:: Text provided
LSLC 3423: Biology of Human Aging
Old age comes for all of us. This fact is particularly relevant now, as the United States faces one of the most dramatic demographic shifts in the nation’s history. In the next 25 years, the U.S. and the world at large will experience an expanding number of geriatric residents as babies born in the middle of the 20th century begin entering retirement. More employers are looking for people skilled in the field of gerontology in an effort to face the challenges associated with the demographics of an aging American society head on. Very soon, professionals and others who provide services to older populations will need to be prepared for addressing their needs and desires, and planners for services will need to be informed of the parameters of handling them. Biology of Human Aging lays the foundation for the gerontological knowledge they seek by providing a survey of the effects of age on the human body.
What’s really cool about this class is that it tackles a subject many would elect to ignore: the realities of our own mortality. Through a systematic analysis of the human aging process, students become more aware of all of the effects that aging produces as we grow older. This makes what might seem like an intimidating subject more manageable, and equips future care providers with the skills they need to face the inevitable challenges of living in the 21st century United States.
The class begins by introducing both natural science and social science methods used to study aging in humans and other creatures. It then offers a synopsis of the demographics of aging in human populations and provides the students with basic terms and theories of aging. Finally, instructors lead students in the discussion of the mechanisms of aging at the cellular level – how cool is that?! – before concluding with a review of how the body ages, system by system.
At their heart, all of the assignments in this class are designed to provide students with a better understanding of the human experience throughout the aging process. At the end of the class, students will have reviewed many topics related to aging at the biological level, and will possess the knowledge they need to tackle the challenges of working in lifespan care.
::::
:: Data extract
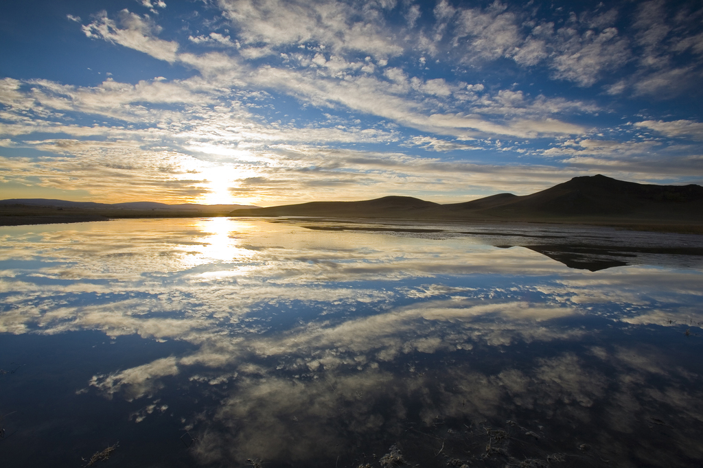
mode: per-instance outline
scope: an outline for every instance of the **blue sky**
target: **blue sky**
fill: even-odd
::::
Retype the Biology of Human Aging course description word for word in full.

Solution below:
LSLC 3423: Biology of Human Aging
Old age comes for all of us. This fact is particularly relevant now, as the United States faces one of the most dramatic demographic shifts in the nation’s history. In the next 25 years, the U.S. and the world at large will experience an expanding number of geriatric residents as babies born in the middle of the 20th century begin entering retirement. More employers are looking for people skilled in the field of gerontology in an effort to face the challenges associated with the demographics of an aging American society head on. Very soon, professionals and others who provide services to older populations will need to be prepared for addressing their needs and desires, and planners for services will need to be informed of the parameters of handling them. Biology of Human Aging lays the foundation for the gerontological knowledge they seek by providing a survey of the effects of age on the human body.
What’s really cool about this class is that it tackles a subject many would elect to ignore: the realities of our own mortality. Through a systematic analysis of the human aging process, students become more aware of all of the effects that aging produces as we grow older. This makes what might seem like an intimidating subject more manageable, and equips future care providers with the skills they need to face the inevitable challenges of living in the 21st century United States.
The class begins by introducing both natural science and social science methods used to study aging in humans and other creatures. It then offers a synopsis of the demographics of aging in human populations and provides the students with basic terms and theories of aging. Finally, instructors lead students in the discussion of the mechanisms of aging at the cellular level – how cool is that?! – before concluding with a review of how the body ages, system by system.
At their heart, all of the assignments in this class are designed to provide students with a better understanding of the human experience throughout the aging process. At the end of the class, students will have reviewed many topics related to aging at the biological level, and will possess the knowledge they need to tackle the challenges of working in lifespan care.